- Aim -
Pull out every line in the rows below that contains the word "yellow", and copy each one.

- Data lines -

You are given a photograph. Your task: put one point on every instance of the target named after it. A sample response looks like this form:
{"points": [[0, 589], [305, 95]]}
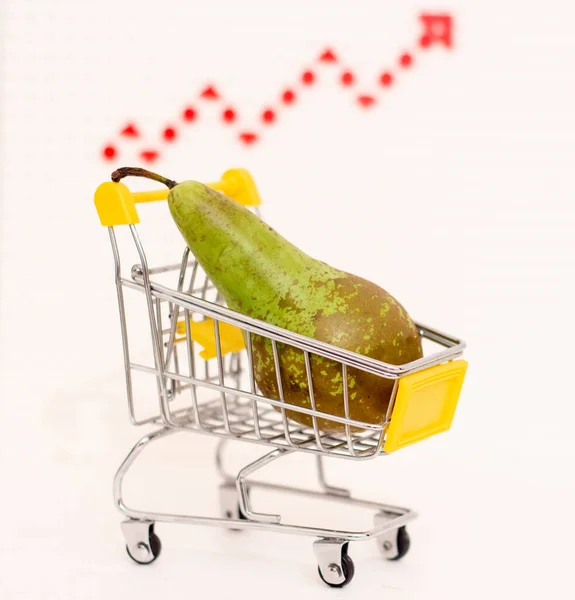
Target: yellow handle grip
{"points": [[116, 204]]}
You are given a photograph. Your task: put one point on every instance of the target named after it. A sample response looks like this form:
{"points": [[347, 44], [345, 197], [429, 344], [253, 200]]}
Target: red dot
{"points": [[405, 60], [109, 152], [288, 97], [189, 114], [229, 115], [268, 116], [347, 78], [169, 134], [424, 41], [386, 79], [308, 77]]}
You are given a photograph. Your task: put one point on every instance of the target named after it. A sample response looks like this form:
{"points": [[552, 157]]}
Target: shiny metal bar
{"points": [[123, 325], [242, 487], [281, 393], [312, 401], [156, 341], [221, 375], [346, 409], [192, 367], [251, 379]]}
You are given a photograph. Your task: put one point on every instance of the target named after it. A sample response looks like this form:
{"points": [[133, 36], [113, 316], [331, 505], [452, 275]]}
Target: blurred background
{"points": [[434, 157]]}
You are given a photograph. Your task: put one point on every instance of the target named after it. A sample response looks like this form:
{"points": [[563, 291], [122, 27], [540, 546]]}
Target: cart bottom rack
---
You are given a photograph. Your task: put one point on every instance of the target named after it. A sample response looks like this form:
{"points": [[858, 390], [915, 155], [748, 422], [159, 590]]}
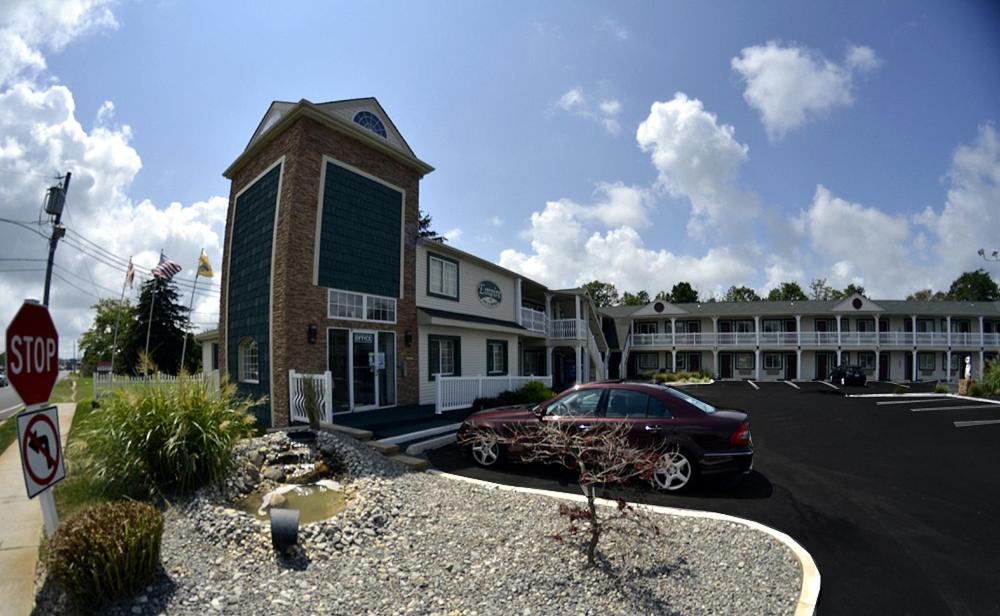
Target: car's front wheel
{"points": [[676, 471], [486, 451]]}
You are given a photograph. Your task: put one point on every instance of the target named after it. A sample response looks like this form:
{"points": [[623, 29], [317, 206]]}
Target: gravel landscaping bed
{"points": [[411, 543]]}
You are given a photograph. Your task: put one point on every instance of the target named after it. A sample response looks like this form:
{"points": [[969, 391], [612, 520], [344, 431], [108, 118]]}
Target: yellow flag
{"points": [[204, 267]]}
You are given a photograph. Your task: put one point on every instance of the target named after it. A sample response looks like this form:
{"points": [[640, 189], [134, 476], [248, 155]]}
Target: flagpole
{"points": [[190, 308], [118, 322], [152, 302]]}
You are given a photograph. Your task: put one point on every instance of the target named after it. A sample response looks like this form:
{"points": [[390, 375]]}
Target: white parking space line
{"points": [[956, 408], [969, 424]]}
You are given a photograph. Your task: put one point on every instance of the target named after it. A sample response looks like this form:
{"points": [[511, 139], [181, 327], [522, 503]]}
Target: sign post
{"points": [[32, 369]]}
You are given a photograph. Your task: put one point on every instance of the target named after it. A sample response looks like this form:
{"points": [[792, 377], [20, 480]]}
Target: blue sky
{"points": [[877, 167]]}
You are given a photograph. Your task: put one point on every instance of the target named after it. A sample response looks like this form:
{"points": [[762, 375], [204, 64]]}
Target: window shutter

- Output for this task -
Target: yellow handle grip
Target: yellow flag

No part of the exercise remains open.